◆ WHAT IS REQUIRED: In the material below, pictures must be dropped. Repeat exactly, and only, the lines from the line with "sample | [413, 224]" to the line with "sample | [268, 279]", both ends included.

◆ PROVIDED INFORMATION:
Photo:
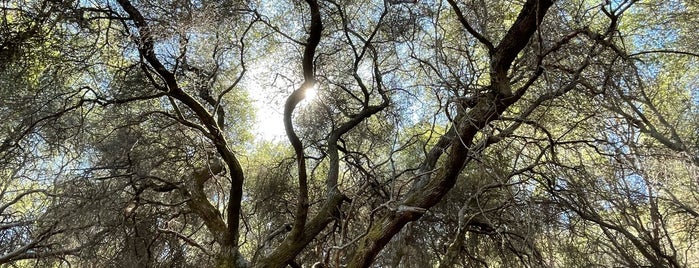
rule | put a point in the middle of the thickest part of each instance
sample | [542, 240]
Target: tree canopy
[532, 133]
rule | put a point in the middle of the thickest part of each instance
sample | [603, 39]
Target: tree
[444, 133]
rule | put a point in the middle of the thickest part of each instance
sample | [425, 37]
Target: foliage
[531, 133]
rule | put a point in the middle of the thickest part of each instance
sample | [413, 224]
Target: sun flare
[311, 93]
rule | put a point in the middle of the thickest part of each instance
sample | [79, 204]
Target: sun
[311, 93]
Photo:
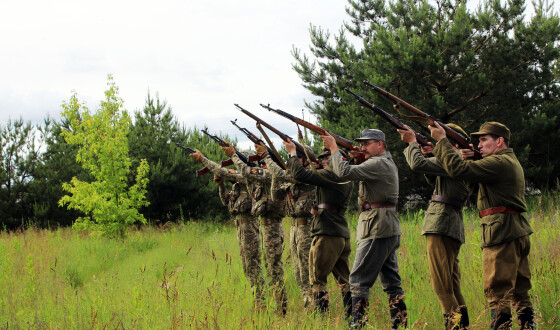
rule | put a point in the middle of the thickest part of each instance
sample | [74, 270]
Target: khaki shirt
[501, 182]
[379, 182]
[329, 222]
[440, 218]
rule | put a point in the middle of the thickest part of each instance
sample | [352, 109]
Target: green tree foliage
[18, 156]
[459, 65]
[174, 192]
[108, 203]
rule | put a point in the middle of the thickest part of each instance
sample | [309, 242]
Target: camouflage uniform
[299, 199]
[444, 230]
[271, 212]
[330, 246]
[239, 204]
[505, 231]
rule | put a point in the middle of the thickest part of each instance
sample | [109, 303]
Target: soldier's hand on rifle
[467, 153]
[218, 179]
[229, 150]
[407, 135]
[437, 132]
[261, 149]
[428, 150]
[290, 147]
[197, 156]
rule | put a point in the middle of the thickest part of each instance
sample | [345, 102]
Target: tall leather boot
[321, 301]
[359, 309]
[525, 318]
[500, 320]
[399, 315]
[464, 317]
[347, 301]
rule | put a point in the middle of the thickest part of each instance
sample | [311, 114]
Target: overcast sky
[200, 56]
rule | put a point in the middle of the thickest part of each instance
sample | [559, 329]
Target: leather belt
[497, 209]
[447, 200]
[331, 207]
[367, 206]
[301, 221]
[240, 221]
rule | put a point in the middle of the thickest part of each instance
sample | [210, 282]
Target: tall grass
[190, 276]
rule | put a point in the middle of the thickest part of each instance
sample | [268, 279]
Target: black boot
[347, 301]
[525, 318]
[500, 320]
[321, 301]
[359, 309]
[464, 317]
[399, 315]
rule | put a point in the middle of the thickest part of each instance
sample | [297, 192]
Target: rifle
[227, 162]
[283, 136]
[388, 117]
[341, 141]
[256, 140]
[200, 172]
[454, 136]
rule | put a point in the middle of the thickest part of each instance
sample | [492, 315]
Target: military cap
[371, 134]
[458, 129]
[494, 128]
[326, 152]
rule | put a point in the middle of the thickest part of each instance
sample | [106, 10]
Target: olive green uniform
[330, 246]
[505, 236]
[271, 212]
[299, 199]
[443, 227]
[239, 204]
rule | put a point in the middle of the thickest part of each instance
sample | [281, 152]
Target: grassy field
[190, 276]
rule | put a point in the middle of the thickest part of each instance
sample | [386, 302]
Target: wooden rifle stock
[453, 135]
[388, 117]
[283, 136]
[341, 141]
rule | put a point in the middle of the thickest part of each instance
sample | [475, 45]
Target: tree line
[459, 65]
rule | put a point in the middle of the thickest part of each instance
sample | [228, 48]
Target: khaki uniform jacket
[299, 197]
[441, 218]
[501, 182]
[379, 182]
[329, 222]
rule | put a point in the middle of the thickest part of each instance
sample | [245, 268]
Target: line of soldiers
[316, 200]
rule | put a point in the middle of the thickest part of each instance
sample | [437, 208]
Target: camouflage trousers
[273, 236]
[300, 244]
[248, 237]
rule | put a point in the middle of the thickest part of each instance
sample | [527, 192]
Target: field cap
[326, 152]
[494, 128]
[458, 129]
[371, 134]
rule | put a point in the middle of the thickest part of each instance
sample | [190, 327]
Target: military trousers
[376, 257]
[329, 254]
[507, 276]
[300, 244]
[249, 239]
[273, 241]
[443, 260]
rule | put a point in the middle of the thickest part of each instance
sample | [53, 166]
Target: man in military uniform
[239, 204]
[299, 199]
[271, 213]
[378, 231]
[443, 227]
[505, 231]
[330, 245]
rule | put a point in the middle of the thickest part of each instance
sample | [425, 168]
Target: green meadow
[189, 275]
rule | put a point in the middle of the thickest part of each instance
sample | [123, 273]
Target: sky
[199, 56]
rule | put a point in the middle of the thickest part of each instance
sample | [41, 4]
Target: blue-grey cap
[371, 134]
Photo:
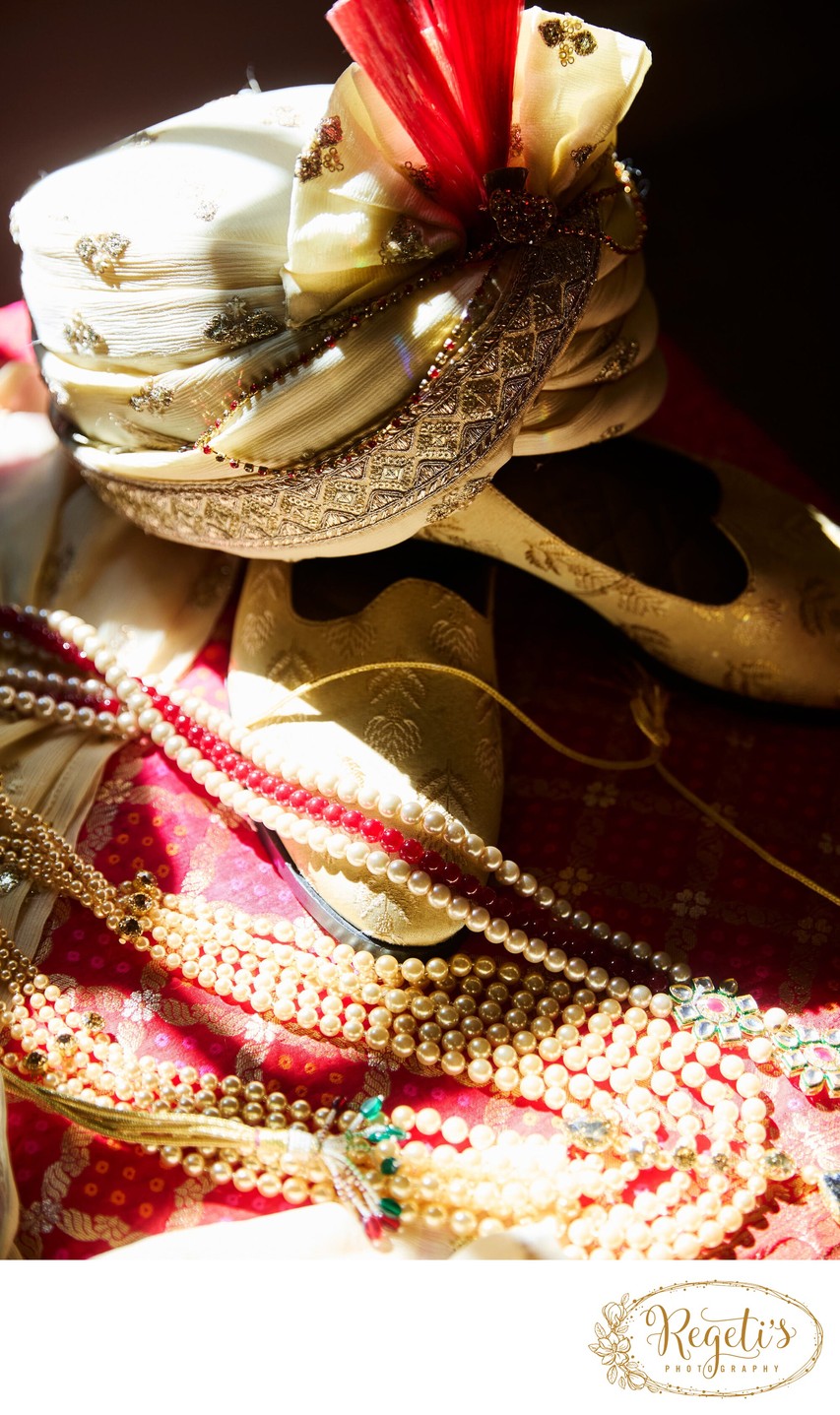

◆ TASK OUTPUT:
sample | [413, 224]
Target: sun flare
[311, 93]
rule | put a point in the middle of the thickest part of each instance
sample | [79, 204]
Target: sun
[311, 93]
Photo:
rule | put a point in the middle of the thickest part of each instance
sample | [74, 270]
Target: khaki shirt
[501, 182]
[379, 182]
[329, 222]
[440, 218]
rule | put a point in the middle of the thickest part of each instance
sample | [352, 109]
Target: green tree foliage
[18, 156]
[459, 65]
[174, 192]
[108, 203]
rule | put a point in the middle of the thickest part of each instance
sample | [309, 242]
Target: camouflage uniform
[299, 199]
[444, 230]
[271, 212]
[330, 246]
[239, 204]
[505, 231]
rule | put a point in the middle of the thickest part of each instance
sample | [109, 303]
Target: soldier's hand on rifle
[467, 153]
[218, 179]
[229, 150]
[407, 135]
[437, 132]
[261, 149]
[428, 150]
[290, 147]
[197, 156]
rule | put a point in the middle of the thickest part of each instance
sample | [345, 102]
Target: tall leather boot
[321, 301]
[359, 309]
[525, 318]
[500, 320]
[399, 315]
[464, 317]
[347, 301]
rule | put a point in the middle of the thickest part of each instance
sample | [311, 114]
Target: overcast sky
[200, 56]
rule | put a point in the middle of the thickest part of each instance
sample | [559, 329]
Target: leather belt
[497, 209]
[447, 200]
[331, 207]
[367, 206]
[301, 221]
[240, 221]
rule | put a point in the middle of the thickest part of each instance
sample | [210, 282]
Target: tall grass
[190, 276]
rule | put a point in the middle of the thickest part of each instance
sample | [268, 279]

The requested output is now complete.